* CONSIGNE: Dans l'extrait ci-dessous sur Proudhon, le Progrès et l'absolu, relevez tous les domaines où l'Absolutisme cherche l'éternel et l'immuable.

* EXTRAIT:
::::
Le Progrès, encore une fois, c'est l'affirmation du mouvement universel, par conséquent la négation de toute forme et formule immuable, de toute doctrine d'éternité, d'inamovibilité, d'impeccabilité, etc., appliquée à quelque être que ce soit; de tout ordre permanent, sans excepter celui même de l'univers ; de tout sujet ou objet, empirique ou transcendantal, qui ne change point. L'Absolu, au contraire, ou l'Absolutisme, est l'affirmation de tout ce que le Progrès nie, la négation de tout ce qu'il affirme. C'est la recherche, dans la nature, la société, la religion, la politique, la morale, etc., de l'éternel, de l'immuable, du parfait, du définitif, de l'inconvertible, de l'indivis; c'est, pour me servir d'un mot devenu célèbre dans nos débats parlementaires, en tout et partout le statu quo (1).

 

Dans cette lettre, il semble que Proudhon congédie totalement toute prétention à l’établissement d’une vérité absolue et d’une réalité en soi, non seulement comme synthèse réalisable, mais même comme idéal régulateur. Pourtant quelques années plus tard dans son étude sur “Les idées” dans De la justice, il se montrera plus nuancé en concluant: “notre science, toute expérimentale qu'elle soit, ne subsiste que de la découverte et de l'affirmation de l'absolu ; en même temps" qu'elle est une classification de faits, un dégagement de rapports, une formule de lois, elle est une construction de l'absolu. Elle ne serait rien si elle ne concluait toujours par l'absolu. “

 

(1) Pourquoi le gouvernement despotique est-il appelé aussi absolu? Ce n'est pas seulement parce que le prince ou despote met sa volonté au-dessus de la volonté de la nation, son bon plaisir à la place de la loi. La personnalité et l'arbitraire dans le pouvoir ne sont qu'une conséquence de l'absolutisme. Le gouvernement est dit absolu, d'abord parce qu'il est de sa nature de concentrer, soit dans un homme, soit dans un comité ou une assemblée, une pluralité d'attributions dont l'essence est d'être séparées et sériées, d'après une déduction logique; en second lieu, parce que cette concentration une fois opérée, tout mouvement ou progrès devient impossible dans l'État, et par suite dans la nation. Les rois ne se disent-ils pas les représentants de Dieu ?... C'est qu'ils affectent, comme l'Être réputé absolu, l'universalité, l'éternité et l'immutabilité. — Le peuple, au contraire, division et mouvement, est l'incarnation du Progrès. C'est pour cela que la démocratie répugne à l'autorité : elle n'y revient que par la délégation, moyen terme entre la liberté et l'absolutisme.

 

L’anti-fondationalisme de Proudhon n’est pas seulement une thèse épistémologique, mais également politique. Là aussi en pragmatiste, il n’établit pas de rupture nette entre la science et la politique, les faits et les valeurs. Au refus de l’absolu en matière gnoséologique répond le refus de l’absolu en matière politique. Tout comme en philosophie, la notion d’absolu suppose le monisme, en matière politique, la notion de pouvoir absolu suppose la concentration des pouvoirs dans les mains d’un seul. A l’inverse tout comme l’anti-fondationalisme philosophique a pour corollaire le pluralisme et le mobilisme, l’anarchisme comme forme radicale de démocratie s’établit sur la participation du peuple dans sa pluralité et sa diversité à l’établissement du pouvoir politique. Alors que l’absolutisme est tourné vers le conservatisme politique, la démocratie suppose le progressisme.
::::
[Contours de régions nommées]

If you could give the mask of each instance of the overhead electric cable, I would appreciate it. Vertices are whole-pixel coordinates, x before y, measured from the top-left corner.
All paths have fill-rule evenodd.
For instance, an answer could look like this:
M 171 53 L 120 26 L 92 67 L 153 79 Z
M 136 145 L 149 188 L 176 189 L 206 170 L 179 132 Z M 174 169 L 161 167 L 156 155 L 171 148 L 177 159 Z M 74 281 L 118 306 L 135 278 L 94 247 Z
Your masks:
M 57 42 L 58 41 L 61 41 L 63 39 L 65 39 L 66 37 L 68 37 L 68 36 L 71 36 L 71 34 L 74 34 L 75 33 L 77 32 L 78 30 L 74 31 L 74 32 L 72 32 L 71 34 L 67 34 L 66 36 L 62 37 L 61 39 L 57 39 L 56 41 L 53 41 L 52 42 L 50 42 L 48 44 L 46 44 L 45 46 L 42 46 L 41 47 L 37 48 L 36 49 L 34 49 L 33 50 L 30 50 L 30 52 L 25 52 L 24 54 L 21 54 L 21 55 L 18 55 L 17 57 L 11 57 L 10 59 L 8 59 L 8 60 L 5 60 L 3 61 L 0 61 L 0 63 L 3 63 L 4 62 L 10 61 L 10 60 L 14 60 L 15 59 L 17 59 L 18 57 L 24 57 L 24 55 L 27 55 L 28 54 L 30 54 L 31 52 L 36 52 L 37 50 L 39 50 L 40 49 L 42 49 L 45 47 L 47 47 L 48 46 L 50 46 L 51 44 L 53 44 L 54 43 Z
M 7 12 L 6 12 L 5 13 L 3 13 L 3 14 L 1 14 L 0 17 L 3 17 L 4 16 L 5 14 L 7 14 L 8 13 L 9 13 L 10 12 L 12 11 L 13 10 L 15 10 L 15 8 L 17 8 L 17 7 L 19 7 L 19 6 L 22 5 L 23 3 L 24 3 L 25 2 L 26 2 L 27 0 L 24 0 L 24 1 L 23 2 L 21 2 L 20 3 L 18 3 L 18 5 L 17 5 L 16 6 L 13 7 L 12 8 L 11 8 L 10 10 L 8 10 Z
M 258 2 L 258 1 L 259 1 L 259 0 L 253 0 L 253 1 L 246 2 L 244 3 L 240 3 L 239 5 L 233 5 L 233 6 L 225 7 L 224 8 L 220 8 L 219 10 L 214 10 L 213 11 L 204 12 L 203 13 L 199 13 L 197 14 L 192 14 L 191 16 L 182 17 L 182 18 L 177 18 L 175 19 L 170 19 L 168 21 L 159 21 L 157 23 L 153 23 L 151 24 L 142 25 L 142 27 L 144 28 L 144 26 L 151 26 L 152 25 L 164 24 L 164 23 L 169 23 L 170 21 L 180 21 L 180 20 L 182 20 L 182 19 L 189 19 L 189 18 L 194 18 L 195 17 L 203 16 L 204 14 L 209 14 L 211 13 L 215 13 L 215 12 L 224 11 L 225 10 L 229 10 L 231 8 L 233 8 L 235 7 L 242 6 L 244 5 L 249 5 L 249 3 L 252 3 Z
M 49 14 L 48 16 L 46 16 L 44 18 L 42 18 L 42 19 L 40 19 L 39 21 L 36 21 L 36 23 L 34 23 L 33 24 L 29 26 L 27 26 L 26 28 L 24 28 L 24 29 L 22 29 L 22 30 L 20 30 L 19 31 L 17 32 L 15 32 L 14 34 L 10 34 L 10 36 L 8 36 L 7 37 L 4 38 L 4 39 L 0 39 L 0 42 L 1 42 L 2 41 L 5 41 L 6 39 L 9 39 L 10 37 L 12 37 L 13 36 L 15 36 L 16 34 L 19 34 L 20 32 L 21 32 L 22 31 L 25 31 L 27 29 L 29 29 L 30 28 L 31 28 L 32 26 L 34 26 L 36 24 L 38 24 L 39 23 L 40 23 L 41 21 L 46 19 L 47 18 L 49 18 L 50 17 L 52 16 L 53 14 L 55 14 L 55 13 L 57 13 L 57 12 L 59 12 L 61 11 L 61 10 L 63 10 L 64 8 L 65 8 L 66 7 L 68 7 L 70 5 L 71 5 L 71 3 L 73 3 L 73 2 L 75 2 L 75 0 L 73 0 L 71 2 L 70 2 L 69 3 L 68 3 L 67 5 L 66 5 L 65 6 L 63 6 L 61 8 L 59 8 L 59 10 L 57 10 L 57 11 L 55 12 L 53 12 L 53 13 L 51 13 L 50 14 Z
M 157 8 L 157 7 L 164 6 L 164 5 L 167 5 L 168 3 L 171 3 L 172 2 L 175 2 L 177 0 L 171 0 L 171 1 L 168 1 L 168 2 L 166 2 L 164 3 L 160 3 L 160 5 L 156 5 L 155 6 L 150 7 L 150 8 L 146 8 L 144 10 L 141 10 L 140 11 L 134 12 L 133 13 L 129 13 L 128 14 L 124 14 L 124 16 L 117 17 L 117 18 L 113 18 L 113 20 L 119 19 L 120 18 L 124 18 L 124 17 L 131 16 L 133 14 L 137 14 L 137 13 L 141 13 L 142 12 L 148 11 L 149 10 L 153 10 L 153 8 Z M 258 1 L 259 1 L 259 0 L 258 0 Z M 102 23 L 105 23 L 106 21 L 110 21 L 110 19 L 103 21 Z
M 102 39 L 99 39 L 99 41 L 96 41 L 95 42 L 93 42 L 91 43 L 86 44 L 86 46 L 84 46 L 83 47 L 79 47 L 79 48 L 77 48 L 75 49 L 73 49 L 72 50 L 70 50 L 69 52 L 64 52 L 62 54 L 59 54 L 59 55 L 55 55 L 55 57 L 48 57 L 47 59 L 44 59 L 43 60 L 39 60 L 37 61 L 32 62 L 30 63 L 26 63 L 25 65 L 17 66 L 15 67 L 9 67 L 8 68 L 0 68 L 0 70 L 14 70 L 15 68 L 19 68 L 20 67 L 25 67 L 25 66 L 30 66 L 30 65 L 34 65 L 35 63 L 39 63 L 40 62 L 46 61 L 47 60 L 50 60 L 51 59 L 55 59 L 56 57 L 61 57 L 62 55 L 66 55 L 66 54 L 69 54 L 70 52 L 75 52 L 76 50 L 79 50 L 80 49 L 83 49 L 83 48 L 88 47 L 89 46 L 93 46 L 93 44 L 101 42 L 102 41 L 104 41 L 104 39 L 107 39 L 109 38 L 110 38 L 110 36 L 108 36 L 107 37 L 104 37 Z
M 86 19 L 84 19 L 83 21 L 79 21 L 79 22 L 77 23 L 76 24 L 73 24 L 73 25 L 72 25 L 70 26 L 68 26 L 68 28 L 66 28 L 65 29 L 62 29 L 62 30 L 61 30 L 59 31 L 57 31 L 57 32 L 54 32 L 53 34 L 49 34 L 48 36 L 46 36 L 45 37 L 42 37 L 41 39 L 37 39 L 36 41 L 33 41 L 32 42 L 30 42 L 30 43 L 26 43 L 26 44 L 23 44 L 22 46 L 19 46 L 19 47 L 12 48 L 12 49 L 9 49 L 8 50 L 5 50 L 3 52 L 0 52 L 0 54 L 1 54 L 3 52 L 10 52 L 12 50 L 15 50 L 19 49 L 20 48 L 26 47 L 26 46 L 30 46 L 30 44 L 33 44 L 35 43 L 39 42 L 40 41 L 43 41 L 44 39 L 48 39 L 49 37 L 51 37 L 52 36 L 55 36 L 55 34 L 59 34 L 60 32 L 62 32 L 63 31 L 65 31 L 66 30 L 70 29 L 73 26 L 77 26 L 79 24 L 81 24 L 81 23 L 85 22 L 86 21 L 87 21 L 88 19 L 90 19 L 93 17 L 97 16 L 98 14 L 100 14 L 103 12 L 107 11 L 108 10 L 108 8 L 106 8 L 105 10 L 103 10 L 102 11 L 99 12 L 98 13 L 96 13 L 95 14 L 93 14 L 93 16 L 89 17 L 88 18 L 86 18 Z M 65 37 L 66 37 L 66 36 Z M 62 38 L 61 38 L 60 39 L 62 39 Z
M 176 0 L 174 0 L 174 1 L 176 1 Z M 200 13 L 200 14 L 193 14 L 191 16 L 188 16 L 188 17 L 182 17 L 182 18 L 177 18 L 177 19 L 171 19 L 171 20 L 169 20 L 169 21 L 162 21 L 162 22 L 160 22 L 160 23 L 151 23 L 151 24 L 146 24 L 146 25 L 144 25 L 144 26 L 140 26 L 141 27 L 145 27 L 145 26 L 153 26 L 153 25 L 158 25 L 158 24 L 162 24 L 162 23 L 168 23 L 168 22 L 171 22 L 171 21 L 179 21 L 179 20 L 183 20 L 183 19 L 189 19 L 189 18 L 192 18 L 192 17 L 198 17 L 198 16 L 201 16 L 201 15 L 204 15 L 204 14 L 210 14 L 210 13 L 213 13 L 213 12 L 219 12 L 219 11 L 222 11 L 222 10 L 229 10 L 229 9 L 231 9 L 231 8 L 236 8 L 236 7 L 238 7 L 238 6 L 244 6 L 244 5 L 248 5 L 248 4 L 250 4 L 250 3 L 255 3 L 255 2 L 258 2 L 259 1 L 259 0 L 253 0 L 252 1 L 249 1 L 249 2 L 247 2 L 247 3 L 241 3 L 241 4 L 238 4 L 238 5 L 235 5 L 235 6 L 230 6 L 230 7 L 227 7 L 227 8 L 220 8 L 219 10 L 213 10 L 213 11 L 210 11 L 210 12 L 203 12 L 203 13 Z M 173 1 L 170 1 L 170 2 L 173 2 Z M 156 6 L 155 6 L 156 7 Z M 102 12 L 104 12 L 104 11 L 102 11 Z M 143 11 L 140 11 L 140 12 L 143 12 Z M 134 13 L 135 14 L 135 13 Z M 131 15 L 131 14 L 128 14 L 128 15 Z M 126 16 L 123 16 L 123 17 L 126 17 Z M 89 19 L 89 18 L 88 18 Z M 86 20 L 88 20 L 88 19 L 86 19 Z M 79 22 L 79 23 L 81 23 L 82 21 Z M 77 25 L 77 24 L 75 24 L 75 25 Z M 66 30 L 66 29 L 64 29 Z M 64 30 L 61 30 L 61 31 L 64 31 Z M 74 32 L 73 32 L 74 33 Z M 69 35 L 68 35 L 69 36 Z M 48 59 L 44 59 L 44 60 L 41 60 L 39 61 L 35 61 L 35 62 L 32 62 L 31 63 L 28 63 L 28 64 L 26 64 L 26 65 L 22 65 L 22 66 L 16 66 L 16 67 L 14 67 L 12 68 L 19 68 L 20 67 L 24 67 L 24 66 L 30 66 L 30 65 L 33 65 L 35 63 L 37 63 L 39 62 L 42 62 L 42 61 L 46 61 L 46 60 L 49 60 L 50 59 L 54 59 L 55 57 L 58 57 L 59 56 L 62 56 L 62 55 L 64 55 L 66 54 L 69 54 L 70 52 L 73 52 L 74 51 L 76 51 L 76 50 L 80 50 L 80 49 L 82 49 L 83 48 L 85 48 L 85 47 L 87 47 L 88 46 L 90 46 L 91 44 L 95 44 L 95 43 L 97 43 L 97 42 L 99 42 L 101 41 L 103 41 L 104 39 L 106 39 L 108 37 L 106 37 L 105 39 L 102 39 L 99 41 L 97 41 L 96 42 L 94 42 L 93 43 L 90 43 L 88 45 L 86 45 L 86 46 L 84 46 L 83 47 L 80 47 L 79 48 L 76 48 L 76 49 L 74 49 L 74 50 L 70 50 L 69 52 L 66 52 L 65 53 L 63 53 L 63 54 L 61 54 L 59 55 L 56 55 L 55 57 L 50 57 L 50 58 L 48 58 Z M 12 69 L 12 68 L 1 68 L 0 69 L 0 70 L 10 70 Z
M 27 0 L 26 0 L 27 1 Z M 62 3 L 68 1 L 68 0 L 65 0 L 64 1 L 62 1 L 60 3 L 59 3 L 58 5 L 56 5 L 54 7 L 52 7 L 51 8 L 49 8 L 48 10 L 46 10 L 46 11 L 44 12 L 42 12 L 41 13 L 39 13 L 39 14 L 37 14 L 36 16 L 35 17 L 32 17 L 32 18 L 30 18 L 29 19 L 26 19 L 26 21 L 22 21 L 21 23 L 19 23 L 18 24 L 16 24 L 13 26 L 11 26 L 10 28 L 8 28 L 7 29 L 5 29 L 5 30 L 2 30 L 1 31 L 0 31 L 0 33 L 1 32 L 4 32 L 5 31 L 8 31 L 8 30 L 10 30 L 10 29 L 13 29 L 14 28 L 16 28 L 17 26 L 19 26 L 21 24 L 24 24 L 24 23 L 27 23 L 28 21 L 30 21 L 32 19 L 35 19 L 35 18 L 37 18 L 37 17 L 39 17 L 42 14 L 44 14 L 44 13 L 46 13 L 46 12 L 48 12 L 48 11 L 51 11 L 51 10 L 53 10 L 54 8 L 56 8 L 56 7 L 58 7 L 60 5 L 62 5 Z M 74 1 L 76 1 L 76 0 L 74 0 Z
::::
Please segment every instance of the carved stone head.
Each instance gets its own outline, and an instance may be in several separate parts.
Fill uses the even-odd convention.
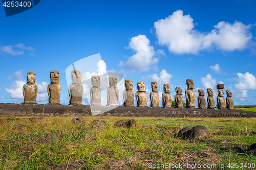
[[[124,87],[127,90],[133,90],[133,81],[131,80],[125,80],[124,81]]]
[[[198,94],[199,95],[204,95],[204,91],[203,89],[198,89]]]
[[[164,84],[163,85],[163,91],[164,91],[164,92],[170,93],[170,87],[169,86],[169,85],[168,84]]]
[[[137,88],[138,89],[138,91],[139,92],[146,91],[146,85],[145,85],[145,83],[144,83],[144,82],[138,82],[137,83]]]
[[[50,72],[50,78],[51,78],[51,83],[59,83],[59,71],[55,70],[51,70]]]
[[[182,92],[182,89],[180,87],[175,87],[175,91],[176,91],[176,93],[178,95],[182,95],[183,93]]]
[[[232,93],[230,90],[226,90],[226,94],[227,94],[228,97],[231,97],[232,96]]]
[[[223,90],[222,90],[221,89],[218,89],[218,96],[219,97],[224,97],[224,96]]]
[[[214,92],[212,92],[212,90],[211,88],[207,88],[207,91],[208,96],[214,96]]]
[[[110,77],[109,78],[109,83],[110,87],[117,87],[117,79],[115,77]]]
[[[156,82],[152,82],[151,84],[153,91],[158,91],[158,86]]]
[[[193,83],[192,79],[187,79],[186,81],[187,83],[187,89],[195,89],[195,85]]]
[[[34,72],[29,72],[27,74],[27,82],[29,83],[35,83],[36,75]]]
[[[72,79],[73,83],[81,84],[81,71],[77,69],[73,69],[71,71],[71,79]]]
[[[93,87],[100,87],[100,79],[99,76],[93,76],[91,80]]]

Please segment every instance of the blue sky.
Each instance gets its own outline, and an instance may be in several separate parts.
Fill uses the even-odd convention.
::::
* RÉPONSE: La nature, la société, la religion, la politique, la morale.